MATERIAL FOR THIS EXERCISE below:

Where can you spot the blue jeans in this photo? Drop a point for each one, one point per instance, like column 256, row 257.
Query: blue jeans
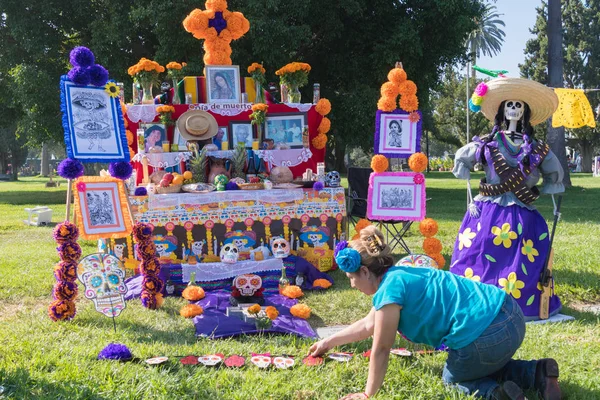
column 478, row 367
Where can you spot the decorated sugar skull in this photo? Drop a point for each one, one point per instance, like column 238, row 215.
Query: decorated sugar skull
column 229, row 253
column 417, row 260
column 280, row 247
column 102, row 275
column 333, row 179
column 248, row 284
column 220, row 182
column 514, row 110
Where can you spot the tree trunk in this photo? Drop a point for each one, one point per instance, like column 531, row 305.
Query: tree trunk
column 556, row 136
column 45, row 160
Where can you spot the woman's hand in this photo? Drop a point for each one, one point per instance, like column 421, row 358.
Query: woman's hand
column 355, row 396
column 319, row 348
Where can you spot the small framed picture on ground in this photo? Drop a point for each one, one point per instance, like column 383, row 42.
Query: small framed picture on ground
column 396, row 136
column 223, row 83
column 101, row 208
column 396, row 196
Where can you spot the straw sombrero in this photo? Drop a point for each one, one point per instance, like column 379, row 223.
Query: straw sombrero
column 197, row 125
column 542, row 100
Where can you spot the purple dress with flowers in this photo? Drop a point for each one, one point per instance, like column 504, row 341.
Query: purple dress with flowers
column 507, row 244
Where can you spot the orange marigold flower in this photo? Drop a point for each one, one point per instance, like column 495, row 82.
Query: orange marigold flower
column 418, row 162
column 323, row 107
column 397, row 75
column 324, row 126
column 428, row 227
column 254, row 309
column 191, row 310
column 379, row 163
column 271, row 312
column 432, row 245
column 386, row 104
column 389, row 89
column 409, row 103
column 193, row 293
column 407, row 88
column 320, row 142
column 301, row 311
column 439, row 259
column 292, row 291
column 324, row 283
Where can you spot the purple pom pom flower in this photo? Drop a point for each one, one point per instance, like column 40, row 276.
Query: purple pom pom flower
column 70, row 169
column 82, row 57
column 120, row 170
column 79, row 76
column 115, row 351
column 98, row 75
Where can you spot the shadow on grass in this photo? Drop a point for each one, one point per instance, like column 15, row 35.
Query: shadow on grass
column 20, row 385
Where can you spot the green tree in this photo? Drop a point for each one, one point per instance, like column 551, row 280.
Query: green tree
column 581, row 66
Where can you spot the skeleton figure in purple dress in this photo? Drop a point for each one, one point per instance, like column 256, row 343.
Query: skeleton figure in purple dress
column 503, row 240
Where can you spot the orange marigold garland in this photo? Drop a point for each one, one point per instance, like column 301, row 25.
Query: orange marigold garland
column 428, row 227
column 417, row 162
column 379, row 163
column 301, row 311
column 323, row 107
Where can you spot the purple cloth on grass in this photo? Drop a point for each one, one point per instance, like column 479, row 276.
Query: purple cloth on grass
column 215, row 324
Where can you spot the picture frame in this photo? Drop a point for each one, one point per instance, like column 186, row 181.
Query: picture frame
column 223, row 83
column 396, row 136
column 94, row 130
column 396, row 196
column 152, row 138
column 101, row 208
column 286, row 128
column 240, row 130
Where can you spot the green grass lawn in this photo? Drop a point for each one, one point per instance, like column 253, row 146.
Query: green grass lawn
column 40, row 359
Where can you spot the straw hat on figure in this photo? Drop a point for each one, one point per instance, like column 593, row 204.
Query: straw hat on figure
column 503, row 240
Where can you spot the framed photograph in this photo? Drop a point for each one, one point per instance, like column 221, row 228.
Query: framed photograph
column 101, row 208
column 396, row 196
column 223, row 84
column 395, row 135
column 286, row 128
column 93, row 124
column 154, row 135
column 240, row 131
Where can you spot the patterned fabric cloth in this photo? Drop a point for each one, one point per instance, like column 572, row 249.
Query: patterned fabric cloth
column 506, row 247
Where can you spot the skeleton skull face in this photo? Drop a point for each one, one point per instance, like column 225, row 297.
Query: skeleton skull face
column 229, row 253
column 102, row 276
column 333, row 179
column 514, row 109
column 281, row 248
column 247, row 284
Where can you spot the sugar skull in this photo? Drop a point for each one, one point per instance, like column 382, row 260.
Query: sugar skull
column 220, row 182
column 333, row 179
column 248, row 284
column 102, row 276
column 229, row 253
column 280, row 247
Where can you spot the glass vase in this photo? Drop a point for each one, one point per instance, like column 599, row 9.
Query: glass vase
column 294, row 95
column 176, row 99
column 147, row 97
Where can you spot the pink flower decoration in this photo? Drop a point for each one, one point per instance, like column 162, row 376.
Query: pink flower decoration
column 481, row 89
column 419, row 179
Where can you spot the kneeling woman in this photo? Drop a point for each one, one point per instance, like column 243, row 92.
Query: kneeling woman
column 482, row 326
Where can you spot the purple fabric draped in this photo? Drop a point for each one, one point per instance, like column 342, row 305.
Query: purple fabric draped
column 215, row 324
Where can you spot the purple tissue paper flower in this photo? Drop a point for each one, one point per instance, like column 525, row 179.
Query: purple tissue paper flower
column 115, row 351
column 79, row 76
column 82, row 57
column 98, row 75
column 70, row 168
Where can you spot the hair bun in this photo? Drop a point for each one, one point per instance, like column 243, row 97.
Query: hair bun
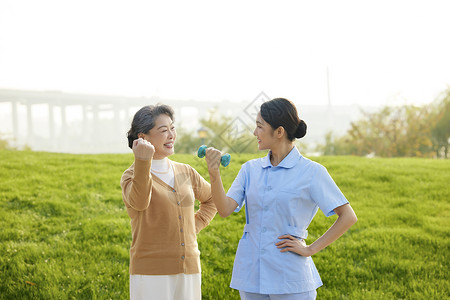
column 301, row 130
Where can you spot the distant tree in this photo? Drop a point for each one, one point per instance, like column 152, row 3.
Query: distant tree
column 441, row 129
column 390, row 132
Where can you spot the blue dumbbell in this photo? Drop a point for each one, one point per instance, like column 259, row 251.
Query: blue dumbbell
column 224, row 160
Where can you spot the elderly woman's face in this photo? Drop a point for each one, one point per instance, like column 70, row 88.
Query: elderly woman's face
column 162, row 136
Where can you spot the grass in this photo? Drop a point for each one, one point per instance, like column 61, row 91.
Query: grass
column 65, row 233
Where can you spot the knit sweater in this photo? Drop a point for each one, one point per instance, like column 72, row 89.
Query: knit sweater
column 164, row 225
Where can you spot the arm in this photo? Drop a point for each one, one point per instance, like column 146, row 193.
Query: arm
column 207, row 210
column 346, row 218
column 137, row 183
column 225, row 205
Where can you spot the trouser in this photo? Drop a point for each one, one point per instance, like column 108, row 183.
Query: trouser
column 166, row 287
column 310, row 295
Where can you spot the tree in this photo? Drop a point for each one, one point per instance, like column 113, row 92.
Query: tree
column 441, row 129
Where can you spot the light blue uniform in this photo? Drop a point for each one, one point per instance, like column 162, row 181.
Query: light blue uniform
column 279, row 200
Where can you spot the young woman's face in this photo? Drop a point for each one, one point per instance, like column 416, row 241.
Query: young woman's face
column 162, row 136
column 264, row 133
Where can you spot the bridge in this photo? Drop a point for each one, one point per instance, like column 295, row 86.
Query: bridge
column 101, row 118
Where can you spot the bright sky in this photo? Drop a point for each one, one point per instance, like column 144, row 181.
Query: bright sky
column 377, row 52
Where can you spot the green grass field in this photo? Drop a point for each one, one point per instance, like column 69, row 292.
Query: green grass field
column 65, row 233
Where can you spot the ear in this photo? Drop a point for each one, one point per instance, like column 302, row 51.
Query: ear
column 280, row 132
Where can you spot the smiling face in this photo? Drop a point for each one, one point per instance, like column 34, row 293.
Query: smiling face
column 264, row 133
column 162, row 136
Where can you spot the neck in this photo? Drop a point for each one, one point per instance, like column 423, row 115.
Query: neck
column 280, row 151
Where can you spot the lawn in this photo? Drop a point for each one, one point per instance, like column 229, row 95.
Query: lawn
column 65, row 233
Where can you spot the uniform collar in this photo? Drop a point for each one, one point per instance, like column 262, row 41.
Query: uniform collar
column 288, row 162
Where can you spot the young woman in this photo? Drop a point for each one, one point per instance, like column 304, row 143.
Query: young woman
column 159, row 195
column 281, row 192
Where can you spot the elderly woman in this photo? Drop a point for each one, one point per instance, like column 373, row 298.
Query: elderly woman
column 159, row 195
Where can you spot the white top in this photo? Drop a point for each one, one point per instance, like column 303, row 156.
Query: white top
column 162, row 168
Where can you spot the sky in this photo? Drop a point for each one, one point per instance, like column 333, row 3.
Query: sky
column 372, row 52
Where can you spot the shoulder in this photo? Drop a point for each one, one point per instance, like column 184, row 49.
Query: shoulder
column 311, row 166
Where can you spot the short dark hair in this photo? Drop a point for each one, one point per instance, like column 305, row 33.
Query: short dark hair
column 282, row 112
column 144, row 120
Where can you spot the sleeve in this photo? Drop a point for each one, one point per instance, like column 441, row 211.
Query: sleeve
column 136, row 183
column 207, row 209
column 237, row 189
column 325, row 193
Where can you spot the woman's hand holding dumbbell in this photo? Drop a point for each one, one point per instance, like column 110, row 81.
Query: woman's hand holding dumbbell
column 213, row 157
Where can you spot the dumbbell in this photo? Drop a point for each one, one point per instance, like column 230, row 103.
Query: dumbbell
column 224, row 160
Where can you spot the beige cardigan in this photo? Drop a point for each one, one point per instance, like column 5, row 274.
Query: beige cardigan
column 164, row 225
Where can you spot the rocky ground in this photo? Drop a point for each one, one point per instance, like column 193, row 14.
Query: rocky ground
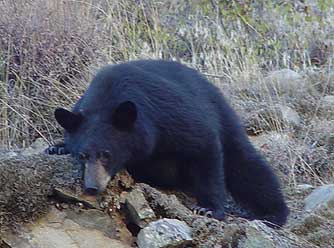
column 42, row 205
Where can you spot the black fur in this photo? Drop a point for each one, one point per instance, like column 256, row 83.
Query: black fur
column 170, row 127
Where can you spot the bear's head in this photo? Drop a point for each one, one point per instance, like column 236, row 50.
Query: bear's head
column 103, row 141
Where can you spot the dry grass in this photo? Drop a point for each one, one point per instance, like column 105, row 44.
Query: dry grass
column 50, row 49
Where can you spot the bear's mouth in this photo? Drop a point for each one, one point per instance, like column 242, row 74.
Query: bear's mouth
column 96, row 177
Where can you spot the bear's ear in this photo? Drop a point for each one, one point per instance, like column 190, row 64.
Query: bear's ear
column 67, row 119
column 125, row 115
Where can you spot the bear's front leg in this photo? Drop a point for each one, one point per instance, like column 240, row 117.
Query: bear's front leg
column 208, row 187
column 57, row 149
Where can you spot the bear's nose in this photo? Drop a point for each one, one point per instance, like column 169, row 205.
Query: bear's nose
column 91, row 191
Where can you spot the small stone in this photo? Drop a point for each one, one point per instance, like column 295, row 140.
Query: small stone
column 165, row 233
column 320, row 198
column 140, row 211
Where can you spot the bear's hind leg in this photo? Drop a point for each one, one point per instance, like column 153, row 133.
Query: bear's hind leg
column 208, row 187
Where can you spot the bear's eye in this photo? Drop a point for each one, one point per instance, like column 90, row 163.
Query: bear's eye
column 83, row 156
column 106, row 155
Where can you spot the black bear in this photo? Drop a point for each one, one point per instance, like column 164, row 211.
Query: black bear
column 169, row 127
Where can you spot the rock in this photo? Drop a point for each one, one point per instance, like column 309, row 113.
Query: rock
column 139, row 209
column 258, row 235
column 321, row 198
column 166, row 205
column 67, row 229
column 284, row 81
column 266, row 140
column 164, row 233
column 304, row 187
column 72, row 196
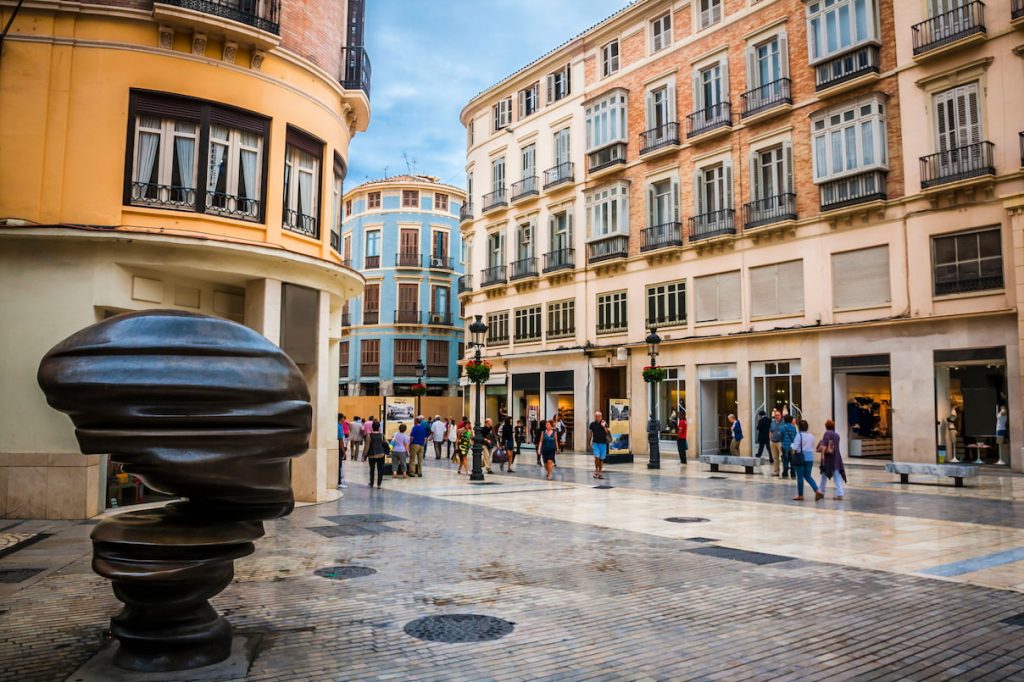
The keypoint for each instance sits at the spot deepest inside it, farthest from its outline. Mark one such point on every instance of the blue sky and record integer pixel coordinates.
(430, 56)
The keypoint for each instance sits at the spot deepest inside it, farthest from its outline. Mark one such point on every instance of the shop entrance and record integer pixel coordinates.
(862, 405)
(717, 401)
(972, 414)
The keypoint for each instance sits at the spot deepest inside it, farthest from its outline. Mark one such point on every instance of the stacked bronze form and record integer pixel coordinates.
(198, 408)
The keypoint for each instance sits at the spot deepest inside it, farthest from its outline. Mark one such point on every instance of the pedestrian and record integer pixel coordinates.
(597, 440)
(764, 433)
(832, 461)
(437, 431)
(736, 435)
(508, 442)
(775, 435)
(418, 440)
(355, 439)
(399, 454)
(376, 450)
(803, 453)
(788, 434)
(681, 444)
(548, 446)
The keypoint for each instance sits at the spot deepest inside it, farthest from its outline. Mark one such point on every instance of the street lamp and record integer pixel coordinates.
(477, 330)
(653, 428)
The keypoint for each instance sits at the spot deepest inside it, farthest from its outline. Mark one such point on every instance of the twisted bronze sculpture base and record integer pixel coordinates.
(199, 408)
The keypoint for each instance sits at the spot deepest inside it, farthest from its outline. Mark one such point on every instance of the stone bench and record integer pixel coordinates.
(955, 471)
(747, 462)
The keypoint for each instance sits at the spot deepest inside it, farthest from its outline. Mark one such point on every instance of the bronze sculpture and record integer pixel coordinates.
(199, 408)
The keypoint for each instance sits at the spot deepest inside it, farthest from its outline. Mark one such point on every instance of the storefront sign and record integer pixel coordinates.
(619, 425)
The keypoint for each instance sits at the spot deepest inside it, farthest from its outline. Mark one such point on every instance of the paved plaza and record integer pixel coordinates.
(895, 582)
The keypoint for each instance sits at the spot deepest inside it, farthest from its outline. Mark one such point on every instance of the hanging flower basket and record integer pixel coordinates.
(653, 374)
(478, 372)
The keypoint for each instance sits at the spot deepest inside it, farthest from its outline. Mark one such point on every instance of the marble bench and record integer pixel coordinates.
(955, 471)
(747, 462)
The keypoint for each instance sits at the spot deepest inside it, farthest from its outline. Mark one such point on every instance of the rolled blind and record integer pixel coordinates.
(860, 278)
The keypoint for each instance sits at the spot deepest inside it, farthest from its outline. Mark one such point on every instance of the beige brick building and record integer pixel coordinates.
(813, 202)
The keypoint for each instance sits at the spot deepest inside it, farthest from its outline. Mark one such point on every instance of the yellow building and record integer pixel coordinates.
(177, 154)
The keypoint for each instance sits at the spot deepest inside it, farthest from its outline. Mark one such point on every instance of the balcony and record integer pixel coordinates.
(524, 187)
(659, 237)
(493, 275)
(855, 189)
(355, 69)
(949, 28)
(606, 157)
(769, 210)
(767, 97)
(957, 165)
(558, 175)
(260, 14)
(608, 248)
(715, 117)
(712, 224)
(559, 259)
(847, 69)
(300, 223)
(496, 199)
(658, 138)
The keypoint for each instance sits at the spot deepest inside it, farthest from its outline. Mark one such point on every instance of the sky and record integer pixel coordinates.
(429, 57)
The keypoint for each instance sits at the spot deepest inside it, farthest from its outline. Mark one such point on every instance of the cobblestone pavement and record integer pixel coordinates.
(588, 600)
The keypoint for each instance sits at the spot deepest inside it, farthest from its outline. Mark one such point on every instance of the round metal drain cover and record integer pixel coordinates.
(459, 628)
(344, 572)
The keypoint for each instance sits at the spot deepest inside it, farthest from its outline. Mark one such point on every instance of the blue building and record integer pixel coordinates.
(401, 232)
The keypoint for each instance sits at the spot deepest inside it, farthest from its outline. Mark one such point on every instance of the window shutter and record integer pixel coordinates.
(860, 279)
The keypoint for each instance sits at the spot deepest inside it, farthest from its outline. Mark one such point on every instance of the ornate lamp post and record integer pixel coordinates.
(653, 375)
(477, 371)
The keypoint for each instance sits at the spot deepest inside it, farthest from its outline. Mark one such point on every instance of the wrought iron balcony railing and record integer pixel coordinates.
(955, 165)
(949, 27)
(770, 209)
(766, 96)
(659, 237)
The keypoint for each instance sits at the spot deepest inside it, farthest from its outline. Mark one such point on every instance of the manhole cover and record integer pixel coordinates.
(459, 628)
(344, 572)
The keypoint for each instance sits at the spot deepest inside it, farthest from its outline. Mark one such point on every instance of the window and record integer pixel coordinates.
(498, 328)
(609, 58)
(561, 318)
(667, 303)
(527, 324)
(606, 121)
(529, 99)
(711, 12)
(608, 211)
(718, 297)
(860, 279)
(611, 312)
(503, 114)
(168, 164)
(967, 262)
(370, 355)
(660, 33)
(302, 173)
(835, 27)
(850, 139)
(777, 290)
(559, 84)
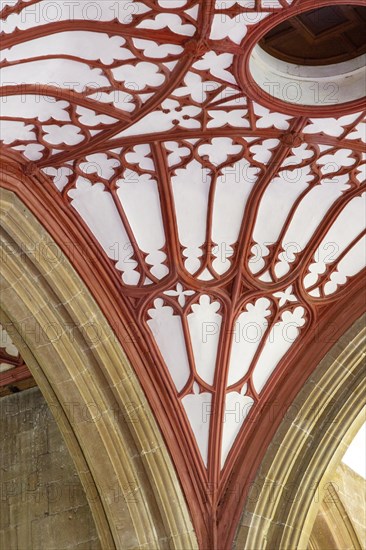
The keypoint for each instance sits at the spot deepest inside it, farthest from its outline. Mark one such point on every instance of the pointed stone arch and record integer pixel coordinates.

End of MATERIAL FOR THIS EXERCISE.

Starting at the line containing "Query: beige cardigan" and finishing at the line containing "Where can you spot the rock in", return those lines exactly as they appear above, without the pictures.

--- FINISHED EXERCISE ---
Query: beige cardigan
column 164, row 225
Where can you spot the rocky ground in this photo? Drop a point for each one, one point per instance, like column 193, row 14.
Query: rocky ground
column 42, row 205
Where can you spot the black fur in this photo? Drop a point for each one, one point per instance, like column 256, row 83.
Query: black fur
column 170, row 127
Where can you spot the bear's head in this photo? Drop a point for each one, one point per instance, like column 236, row 50.
Query: bear's head
column 103, row 141
Where can you spot the dry grass in this photo? Drop a point for each one, one point per instance, like column 105, row 44.
Query: dry grass
column 50, row 49
Where can you spot the bear's mouth in this photo? Drop a point for each one, one point per instance, like column 242, row 74.
Query: bear's mouth
column 96, row 177
Where can you spot the bear's ear in this photo? Drop a point for each one, one point per instance, like column 190, row 64.
Query: bear's ear
column 67, row 119
column 125, row 115
Where can you spot the bear's front leg in this photo? Drop a point for each one, one point per instance, like column 240, row 117.
Query: bear's front leg
column 208, row 187
column 57, row 149
Where can you spot the bear's nose in this photo? Drop a point for each one, one point per instance, like column 169, row 205.
Query: bear's nose
column 91, row 191
Where can you spot the small stone in this photo? Drop a point for each one, one point per instance, like column 295, row 140.
Query: small stone
column 165, row 233
column 320, row 198
column 140, row 211
Where can you spot the bear's hind leg in this photo? Drop a point for each one, one point per instance, like column 153, row 133.
Query: bear's hind leg
column 208, row 187
Where can you spot the bear's eye in this photo? Drop a point for each one, one point per instance, like column 90, row 163.
Query: bear's eye
column 83, row 156
column 106, row 155
Where can you spot the black bear in this photo? Drop a point for each one, one point per instance, like column 164, row 211.
Query: black bear
column 169, row 127
Where can you spot the rock in this photo? Drop a point for each one, one point per instance, like column 309, row 113.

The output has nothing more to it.